[Point labeling data for photos]
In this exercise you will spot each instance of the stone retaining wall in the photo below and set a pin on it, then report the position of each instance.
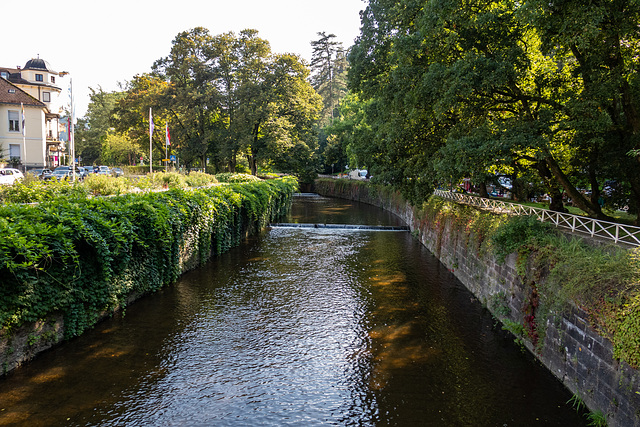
(571, 350)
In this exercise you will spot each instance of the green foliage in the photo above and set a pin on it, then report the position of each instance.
(563, 271)
(85, 256)
(236, 177)
(103, 185)
(200, 179)
(499, 305)
(544, 93)
(597, 419)
(34, 190)
(577, 403)
(518, 232)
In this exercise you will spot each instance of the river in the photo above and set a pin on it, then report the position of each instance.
(297, 326)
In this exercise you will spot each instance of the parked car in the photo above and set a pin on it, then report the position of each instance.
(9, 176)
(84, 171)
(41, 173)
(61, 174)
(79, 175)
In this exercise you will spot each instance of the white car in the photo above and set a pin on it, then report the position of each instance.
(9, 176)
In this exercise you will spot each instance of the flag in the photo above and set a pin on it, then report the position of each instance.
(22, 108)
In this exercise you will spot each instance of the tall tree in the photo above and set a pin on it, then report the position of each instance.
(93, 128)
(131, 113)
(329, 72)
(493, 88)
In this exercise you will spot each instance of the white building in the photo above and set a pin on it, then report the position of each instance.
(31, 89)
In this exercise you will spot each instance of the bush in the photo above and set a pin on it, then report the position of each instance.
(103, 185)
(85, 256)
(518, 232)
(236, 177)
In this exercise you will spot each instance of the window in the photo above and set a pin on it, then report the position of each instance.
(14, 150)
(14, 121)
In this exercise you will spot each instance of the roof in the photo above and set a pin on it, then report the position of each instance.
(12, 94)
(38, 64)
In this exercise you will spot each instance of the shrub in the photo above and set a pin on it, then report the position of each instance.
(236, 177)
(84, 256)
(103, 185)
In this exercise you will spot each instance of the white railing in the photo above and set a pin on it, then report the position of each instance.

*To be done*:
Retype all of the lines above verbatim, omitting the pictures.

*Exercise answer*:
In this exercise you will spot each instance of the stone retaining wall in the photo below and set a pin on it, then report the position of each instance.
(571, 350)
In this exercise you will spot each instance of the green foliage in the photo above and set a pin on it, then report the position of each instance.
(563, 271)
(85, 256)
(236, 177)
(103, 185)
(200, 179)
(499, 305)
(544, 93)
(597, 419)
(34, 190)
(577, 403)
(518, 232)
In this exercise you will spot each instance of the river in the photo above and set a pin on it, then report the position of each instance.
(297, 326)
In this exercise you will spot each instance of the parked car in the photo above and set a pin on it, then report the position of each instance.
(9, 176)
(84, 171)
(41, 173)
(61, 174)
(79, 175)
In this exercise you will spot each instance of the white car in the photo above and set a pin on it, then report the position of each instance.
(9, 176)
In this exercise you will spot each instance of the flag in the photo above and set a pin on it, then report the position of each instance.
(22, 108)
In this exercise you will spot each instance of the tall tree in the photo above and set a pin on it, then report the position of each instance.
(93, 128)
(131, 113)
(329, 72)
(493, 88)
In this exercise you will spot each instance of the white building in the photo above and set a pin on it, then report the position of each instance.
(31, 89)
In this exercise you will spot each instance of the bush in the photo above and set a pin on it, then report the position of each instance.
(103, 185)
(85, 256)
(518, 232)
(236, 177)
In this exercise you will spot each instance of the window in the photo above and set a pin on it, then report the position of each instance.
(14, 150)
(14, 121)
In this exercise you will spot each instance of the roof in the photo above and set a pin on it, then report the position of each instance.
(12, 94)
(38, 64)
In this exercise you will spot each instance of the shrub in the photo above and set a pin on it, then report the position of each instance.
(236, 177)
(84, 256)
(103, 185)
In this exercise you will spot each instance of the white railing in the photo above and set a pin on it, then report the position of each instance.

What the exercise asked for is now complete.